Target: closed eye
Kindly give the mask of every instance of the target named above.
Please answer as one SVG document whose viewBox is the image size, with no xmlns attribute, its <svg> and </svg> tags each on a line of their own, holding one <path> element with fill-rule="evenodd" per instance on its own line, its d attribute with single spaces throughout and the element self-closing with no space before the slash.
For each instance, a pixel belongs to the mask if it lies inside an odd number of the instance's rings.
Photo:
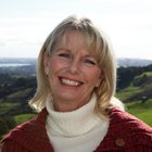
<svg viewBox="0 0 152 152">
<path fill-rule="evenodd" d="M 85 62 L 90 65 L 96 65 L 96 62 L 90 59 L 86 59 Z"/>
<path fill-rule="evenodd" d="M 67 54 L 67 53 L 60 53 L 59 56 L 62 56 L 62 58 L 69 58 L 69 54 Z"/>
</svg>

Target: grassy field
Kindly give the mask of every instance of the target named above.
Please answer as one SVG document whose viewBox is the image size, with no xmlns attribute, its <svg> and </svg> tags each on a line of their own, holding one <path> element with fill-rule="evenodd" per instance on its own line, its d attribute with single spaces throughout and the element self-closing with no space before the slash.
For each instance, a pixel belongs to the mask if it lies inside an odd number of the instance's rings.
<svg viewBox="0 0 152 152">
<path fill-rule="evenodd" d="M 135 101 L 126 104 L 127 111 L 142 119 L 148 125 L 152 126 L 152 99 L 142 103 L 141 101 Z"/>
</svg>

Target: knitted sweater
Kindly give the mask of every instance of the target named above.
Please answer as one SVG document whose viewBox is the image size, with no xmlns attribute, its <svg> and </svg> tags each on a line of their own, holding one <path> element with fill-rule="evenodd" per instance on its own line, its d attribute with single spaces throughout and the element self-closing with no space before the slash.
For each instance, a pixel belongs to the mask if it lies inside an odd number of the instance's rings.
<svg viewBox="0 0 152 152">
<path fill-rule="evenodd" d="M 2 152 L 54 152 L 46 131 L 48 112 L 13 129 L 3 140 Z M 94 152 L 152 152 L 152 128 L 116 107 L 111 110 L 107 134 Z"/>
</svg>

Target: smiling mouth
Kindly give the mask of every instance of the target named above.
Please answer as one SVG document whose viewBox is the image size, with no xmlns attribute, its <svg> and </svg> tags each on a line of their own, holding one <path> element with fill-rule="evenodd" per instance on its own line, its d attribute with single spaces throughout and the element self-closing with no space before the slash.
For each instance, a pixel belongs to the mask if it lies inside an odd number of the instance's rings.
<svg viewBox="0 0 152 152">
<path fill-rule="evenodd" d="M 71 80 L 67 78 L 60 78 L 60 80 L 62 84 L 67 85 L 67 86 L 72 86 L 72 87 L 77 87 L 77 86 L 83 85 L 81 81 Z"/>
</svg>

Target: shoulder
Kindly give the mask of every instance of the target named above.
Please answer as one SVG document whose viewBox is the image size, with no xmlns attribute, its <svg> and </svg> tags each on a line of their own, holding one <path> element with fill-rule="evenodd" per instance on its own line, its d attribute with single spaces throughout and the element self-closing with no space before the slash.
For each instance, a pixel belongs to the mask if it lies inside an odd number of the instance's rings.
<svg viewBox="0 0 152 152">
<path fill-rule="evenodd" d="M 148 126 L 142 121 L 138 119 L 134 115 L 122 111 L 119 109 L 113 107 L 111 110 L 111 128 L 116 130 L 122 130 L 122 132 L 131 132 L 131 131 L 138 131 L 138 132 L 150 132 L 152 134 L 152 128 Z M 117 126 L 117 127 L 115 127 Z"/>
<path fill-rule="evenodd" d="M 50 147 L 45 125 L 46 117 L 47 111 L 43 110 L 37 117 L 15 127 L 2 140 L 3 149 L 17 145 L 17 149 L 27 148 L 36 150 L 38 144 Z"/>
<path fill-rule="evenodd" d="M 152 128 L 135 116 L 117 107 L 110 110 L 110 126 L 97 152 L 105 151 L 152 151 Z"/>
<path fill-rule="evenodd" d="M 113 107 L 103 143 L 112 143 L 113 149 L 140 148 L 141 151 L 143 149 L 152 151 L 152 128 L 129 113 Z"/>
</svg>

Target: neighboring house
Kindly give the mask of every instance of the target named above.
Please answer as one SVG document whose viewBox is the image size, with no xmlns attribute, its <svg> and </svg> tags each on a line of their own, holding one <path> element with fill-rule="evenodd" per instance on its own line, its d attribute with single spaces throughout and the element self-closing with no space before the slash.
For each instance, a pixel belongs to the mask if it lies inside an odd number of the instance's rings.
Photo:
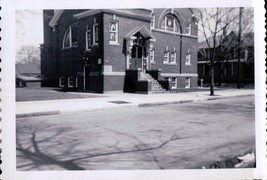
<svg viewBox="0 0 267 180">
<path fill-rule="evenodd" d="M 16 87 L 40 87 L 40 64 L 16 64 Z"/>
<path fill-rule="evenodd" d="M 197 29 L 190 8 L 44 10 L 42 86 L 100 93 L 196 88 Z"/>
<path fill-rule="evenodd" d="M 213 38 L 208 38 L 210 47 L 214 47 Z M 240 47 L 240 80 L 241 83 L 254 83 L 254 33 L 244 33 L 238 45 L 237 33 L 231 31 L 225 36 L 216 37 L 216 56 L 214 61 L 214 82 L 237 83 L 238 49 Z M 211 53 L 206 41 L 199 43 L 198 78 L 203 83 L 210 83 Z"/>
</svg>

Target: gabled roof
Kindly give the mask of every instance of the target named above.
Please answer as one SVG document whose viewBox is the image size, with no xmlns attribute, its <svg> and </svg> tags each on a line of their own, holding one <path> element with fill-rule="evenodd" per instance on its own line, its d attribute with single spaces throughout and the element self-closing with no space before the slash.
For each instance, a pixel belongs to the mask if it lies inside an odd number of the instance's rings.
<svg viewBox="0 0 267 180">
<path fill-rule="evenodd" d="M 126 36 L 124 37 L 126 40 L 131 39 L 133 35 L 135 35 L 137 32 L 139 32 L 145 39 L 151 39 L 156 40 L 156 38 L 151 34 L 151 32 L 147 29 L 145 25 L 138 26 L 134 28 L 132 31 L 130 31 Z"/>
<path fill-rule="evenodd" d="M 40 64 L 16 64 L 16 74 L 40 74 Z"/>
</svg>

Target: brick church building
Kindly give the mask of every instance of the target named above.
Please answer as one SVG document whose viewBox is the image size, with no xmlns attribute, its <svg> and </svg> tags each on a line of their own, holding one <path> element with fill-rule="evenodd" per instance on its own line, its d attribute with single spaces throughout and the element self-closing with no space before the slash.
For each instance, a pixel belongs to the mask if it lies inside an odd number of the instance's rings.
<svg viewBox="0 0 267 180">
<path fill-rule="evenodd" d="M 44 10 L 42 86 L 105 93 L 197 87 L 193 9 Z"/>
</svg>

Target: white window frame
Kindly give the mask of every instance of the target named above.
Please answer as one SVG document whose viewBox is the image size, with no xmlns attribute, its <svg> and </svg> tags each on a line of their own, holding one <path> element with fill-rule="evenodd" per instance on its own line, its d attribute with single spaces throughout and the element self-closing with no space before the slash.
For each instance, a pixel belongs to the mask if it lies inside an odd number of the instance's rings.
<svg viewBox="0 0 267 180">
<path fill-rule="evenodd" d="M 170 59 L 171 64 L 176 64 L 176 52 L 171 53 L 171 59 Z"/>
<path fill-rule="evenodd" d="M 225 66 L 223 74 L 224 76 L 227 76 L 227 66 Z"/>
<path fill-rule="evenodd" d="M 96 27 L 97 27 L 97 32 L 96 32 Z M 96 37 L 97 37 L 97 42 L 96 42 Z M 96 19 L 94 18 L 94 24 L 93 24 L 93 45 L 98 45 L 99 42 L 99 27 L 98 23 L 96 22 Z"/>
<path fill-rule="evenodd" d="M 64 87 L 64 84 L 65 84 L 65 78 L 59 77 L 59 87 Z"/>
<path fill-rule="evenodd" d="M 150 62 L 155 63 L 155 49 L 150 50 Z"/>
<path fill-rule="evenodd" d="M 186 77 L 185 78 L 185 88 L 189 89 L 191 87 L 191 78 Z"/>
<path fill-rule="evenodd" d="M 234 64 L 233 63 L 231 64 L 231 75 L 232 76 L 234 75 Z"/>
<path fill-rule="evenodd" d="M 64 37 L 63 37 L 63 43 L 62 43 L 62 48 L 63 49 L 77 47 L 77 44 L 73 45 L 73 42 L 72 42 L 72 28 L 73 28 L 73 26 L 75 26 L 75 25 L 73 25 L 73 24 L 70 25 L 65 31 L 65 34 L 64 34 Z M 69 37 L 69 46 L 65 46 L 65 41 L 66 41 L 67 36 Z"/>
<path fill-rule="evenodd" d="M 111 30 L 111 24 L 115 24 L 115 31 Z M 119 25 L 118 21 L 112 21 L 109 23 L 109 44 L 119 44 Z M 110 39 L 110 34 L 114 33 L 115 34 L 115 40 Z"/>
<path fill-rule="evenodd" d="M 177 78 L 176 77 L 170 77 L 169 81 L 171 83 L 171 89 L 177 88 Z"/>
<path fill-rule="evenodd" d="M 185 56 L 185 65 L 191 66 L 191 52 L 189 49 L 188 49 L 187 54 Z"/>
<path fill-rule="evenodd" d="M 170 62 L 170 52 L 169 51 L 165 51 L 164 52 L 164 57 L 163 57 L 163 63 L 164 64 L 169 64 Z"/>
<path fill-rule="evenodd" d="M 191 23 L 189 22 L 189 23 L 188 23 L 188 26 L 186 26 L 186 34 L 187 34 L 187 35 L 191 35 L 191 31 L 192 31 L 192 25 L 191 25 Z"/>
<path fill-rule="evenodd" d="M 86 30 L 85 32 L 85 36 L 86 36 L 86 50 L 89 50 L 92 47 L 92 38 L 91 38 L 91 30 Z M 89 34 L 89 36 L 88 36 Z M 88 41 L 90 40 L 90 43 L 88 43 Z"/>
<path fill-rule="evenodd" d="M 173 18 L 173 30 L 172 31 L 167 29 L 167 19 L 168 19 L 168 17 Z M 177 24 L 178 21 L 177 21 L 177 18 L 175 16 L 168 14 L 168 15 L 166 15 L 164 17 L 164 20 L 163 21 L 164 21 L 164 27 L 163 27 L 164 31 L 167 31 L 167 32 L 176 32 L 176 33 L 179 33 L 180 32 L 180 29 L 179 29 L 178 24 Z M 162 22 L 161 22 L 161 29 L 162 29 Z M 176 29 L 177 29 L 177 31 L 176 31 Z"/>
<path fill-rule="evenodd" d="M 68 87 L 73 87 L 73 86 L 74 86 L 73 77 L 70 76 L 70 77 L 68 77 Z"/>
</svg>

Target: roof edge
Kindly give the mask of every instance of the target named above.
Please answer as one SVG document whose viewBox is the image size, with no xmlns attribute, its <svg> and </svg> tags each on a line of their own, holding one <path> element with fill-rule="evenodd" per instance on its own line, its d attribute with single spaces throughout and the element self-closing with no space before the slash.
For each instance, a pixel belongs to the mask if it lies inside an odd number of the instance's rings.
<svg viewBox="0 0 267 180">
<path fill-rule="evenodd" d="M 50 27 L 54 28 L 57 25 L 57 21 L 59 20 L 59 18 L 62 15 L 63 12 L 64 12 L 64 10 L 58 10 L 58 11 L 55 12 L 53 18 L 49 22 L 49 26 Z"/>
</svg>

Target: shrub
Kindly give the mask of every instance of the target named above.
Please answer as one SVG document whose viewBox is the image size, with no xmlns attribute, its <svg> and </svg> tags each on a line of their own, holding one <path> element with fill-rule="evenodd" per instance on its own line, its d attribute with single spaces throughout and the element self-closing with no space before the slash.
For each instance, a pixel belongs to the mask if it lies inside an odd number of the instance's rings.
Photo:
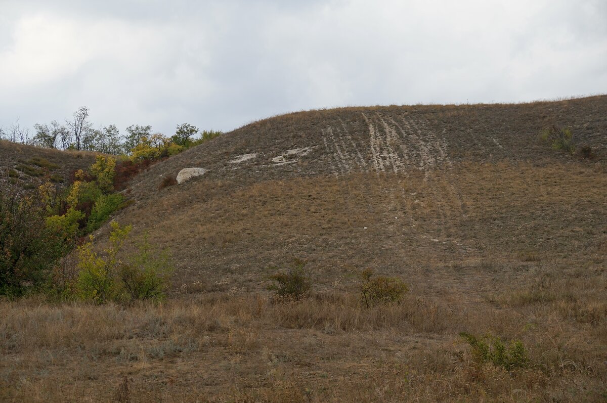
<svg viewBox="0 0 607 403">
<path fill-rule="evenodd" d="M 382 303 L 399 302 L 409 288 L 398 277 L 373 276 L 371 269 L 359 273 L 358 291 L 367 308 Z"/>
<path fill-rule="evenodd" d="M 119 268 L 118 275 L 126 296 L 131 301 L 161 299 L 174 270 L 170 256 L 167 251 L 155 251 L 147 235 L 138 249 L 127 264 Z"/>
<path fill-rule="evenodd" d="M 274 283 L 268 289 L 275 291 L 277 296 L 284 300 L 298 301 L 307 297 L 312 287 L 312 282 L 304 270 L 307 263 L 305 260 L 294 260 L 288 270 L 277 272 L 270 276 L 270 279 Z M 278 268 L 270 268 L 276 270 Z"/>
<path fill-rule="evenodd" d="M 89 242 L 78 247 L 78 277 L 75 291 L 81 299 L 101 304 L 119 297 L 117 274 L 122 262 L 118 255 L 132 226 L 121 228 L 116 222 L 112 222 L 111 226 L 110 246 L 104 250 L 104 258 L 93 250 L 92 236 Z"/>
<path fill-rule="evenodd" d="M 61 256 L 62 239 L 46 225 L 41 195 L 8 178 L 8 170 L 0 169 L 0 295 L 14 297 L 44 285 Z"/>
<path fill-rule="evenodd" d="M 123 262 L 119 254 L 132 226 L 121 227 L 115 222 L 111 226 L 110 245 L 103 256 L 93 250 L 92 237 L 78 248 L 76 295 L 100 304 L 163 298 L 173 272 L 168 252 L 158 252 L 144 237 L 138 253 Z"/>
<path fill-rule="evenodd" d="M 90 232 L 99 228 L 112 213 L 118 210 L 124 202 L 124 197 L 120 193 L 101 195 L 97 197 L 89 216 L 85 231 Z"/>
<path fill-rule="evenodd" d="M 160 185 L 158 186 L 158 189 L 164 189 L 167 186 L 172 186 L 174 185 L 177 184 L 177 179 L 172 175 L 167 175 L 165 176 L 162 181 L 160 182 Z"/>
<path fill-rule="evenodd" d="M 116 160 L 111 157 L 97 155 L 95 163 L 90 166 L 90 173 L 97 182 L 97 186 L 104 193 L 114 191 L 114 178 L 116 174 Z"/>
<path fill-rule="evenodd" d="M 575 139 L 569 127 L 560 129 L 556 126 L 546 127 L 541 130 L 540 137 L 542 140 L 549 141 L 555 150 L 572 155 L 575 152 Z"/>
<path fill-rule="evenodd" d="M 459 336 L 470 345 L 472 356 L 476 362 L 490 362 L 506 371 L 529 367 L 529 354 L 520 340 L 510 340 L 507 346 L 504 342 L 491 334 L 479 338 L 462 332 Z"/>
<path fill-rule="evenodd" d="M 27 163 L 37 165 L 41 168 L 46 168 L 49 171 L 55 171 L 59 169 L 58 165 L 41 157 L 32 157 L 28 160 Z"/>
</svg>

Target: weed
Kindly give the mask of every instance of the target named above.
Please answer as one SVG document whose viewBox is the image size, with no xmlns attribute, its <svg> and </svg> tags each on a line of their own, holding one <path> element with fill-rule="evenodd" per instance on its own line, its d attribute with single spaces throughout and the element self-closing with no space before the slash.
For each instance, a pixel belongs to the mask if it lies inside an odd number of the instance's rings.
<svg viewBox="0 0 607 403">
<path fill-rule="evenodd" d="M 270 277 L 274 283 L 268 289 L 276 291 L 279 297 L 285 300 L 298 301 L 307 297 L 312 283 L 304 271 L 307 263 L 305 260 L 294 259 L 287 272 L 278 272 Z M 277 269 L 278 268 L 270 268 Z"/>
<path fill-rule="evenodd" d="M 358 292 L 367 308 L 399 302 L 409 290 L 407 284 L 398 277 L 373 275 L 372 269 L 365 269 L 359 273 Z"/>
<path fill-rule="evenodd" d="M 550 141 L 552 148 L 572 155 L 575 152 L 575 141 L 573 132 L 569 127 L 561 129 L 556 126 L 546 127 L 541 130 L 540 138 Z"/>
<path fill-rule="evenodd" d="M 510 340 L 507 345 L 499 337 L 487 334 L 483 337 L 462 332 L 459 336 L 470 345 L 472 356 L 479 364 L 490 362 L 506 371 L 527 368 L 529 353 L 520 340 Z"/>
<path fill-rule="evenodd" d="M 59 169 L 59 165 L 41 157 L 32 157 L 27 161 L 27 163 L 38 166 L 41 168 L 46 168 L 49 171 L 55 171 Z"/>
</svg>

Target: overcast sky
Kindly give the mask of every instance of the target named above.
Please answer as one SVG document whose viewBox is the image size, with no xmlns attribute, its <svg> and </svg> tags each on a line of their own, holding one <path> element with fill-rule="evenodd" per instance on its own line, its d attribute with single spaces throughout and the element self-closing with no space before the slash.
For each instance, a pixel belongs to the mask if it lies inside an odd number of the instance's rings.
<svg viewBox="0 0 607 403">
<path fill-rule="evenodd" d="M 0 126 L 605 93 L 605 0 L 0 0 Z"/>
</svg>

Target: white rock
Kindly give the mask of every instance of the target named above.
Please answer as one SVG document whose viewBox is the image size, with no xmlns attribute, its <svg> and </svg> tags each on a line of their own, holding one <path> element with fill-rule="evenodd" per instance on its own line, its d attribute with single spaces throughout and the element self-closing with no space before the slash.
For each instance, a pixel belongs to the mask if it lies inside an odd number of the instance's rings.
<svg viewBox="0 0 607 403">
<path fill-rule="evenodd" d="M 231 161 L 228 161 L 228 164 L 239 164 L 241 162 L 244 162 L 245 161 L 248 161 L 249 160 L 252 160 L 257 156 L 257 154 L 253 153 L 252 154 L 242 154 L 242 155 L 238 155 L 235 157 Z"/>
<path fill-rule="evenodd" d="M 177 174 L 177 183 L 181 185 L 192 178 L 204 175 L 206 169 L 204 168 L 183 168 Z"/>
</svg>

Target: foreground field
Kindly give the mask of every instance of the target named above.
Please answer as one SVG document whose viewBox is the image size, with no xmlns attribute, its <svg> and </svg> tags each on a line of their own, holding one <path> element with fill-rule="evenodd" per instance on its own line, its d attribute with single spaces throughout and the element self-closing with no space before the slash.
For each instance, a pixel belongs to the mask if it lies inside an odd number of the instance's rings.
<svg viewBox="0 0 607 403">
<path fill-rule="evenodd" d="M 603 401 L 605 306 L 583 296 L 588 278 L 546 279 L 463 311 L 420 296 L 361 309 L 339 293 L 3 303 L 0 397 L 109 401 L 126 376 L 131 402 Z M 457 333 L 488 328 L 521 339 L 532 365 L 476 363 Z"/>
</svg>

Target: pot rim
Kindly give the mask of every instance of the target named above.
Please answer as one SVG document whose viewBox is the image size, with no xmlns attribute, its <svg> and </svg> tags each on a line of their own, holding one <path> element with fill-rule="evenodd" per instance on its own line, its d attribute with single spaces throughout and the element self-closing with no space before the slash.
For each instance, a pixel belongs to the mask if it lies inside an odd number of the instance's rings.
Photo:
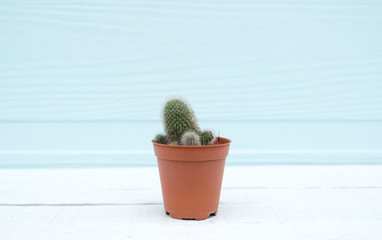
<svg viewBox="0 0 382 240">
<path fill-rule="evenodd" d="M 168 145 L 168 144 L 157 143 L 154 141 L 154 139 L 151 140 L 151 142 L 157 146 L 163 146 L 163 147 L 169 147 L 169 148 L 193 148 L 193 149 L 195 149 L 195 148 L 197 149 L 197 148 L 225 147 L 225 146 L 228 146 L 231 144 L 231 139 L 224 138 L 224 137 L 219 137 L 219 139 L 223 139 L 225 141 L 225 143 L 213 144 L 213 145 L 204 145 L 204 146 L 179 146 L 179 145 Z"/>
</svg>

= = = =

Exercise directions: Reproduce verbatim the lines of the rows above, starting at the line that contains "Target: weed" and ending at the line that contains "270 277 L 274", with both of those lines included.

Solution to the exercise:
Target: weed
Kindly give the mask of every instance of the target named above.
Please answer as one SVG document whose viewBox is the image size, with no xmlns attribute, its <svg> and </svg> tags each on a line of their own, holding one <path> element with fill-rule="evenodd" per instance on its own line, its d attribute with single spaces throughout and the element self-closing with no space before the slash.
For each instance, a pixel belongs to the mask if it lies inside an odd number of the instance's rings.
<svg viewBox="0 0 607 403">
<path fill-rule="evenodd" d="M 270 277 L 274 283 L 268 289 L 276 291 L 279 297 L 285 300 L 298 301 L 307 297 L 312 283 L 304 271 L 307 263 L 305 260 L 294 259 L 287 272 L 278 272 Z M 277 269 L 278 268 L 270 268 Z"/>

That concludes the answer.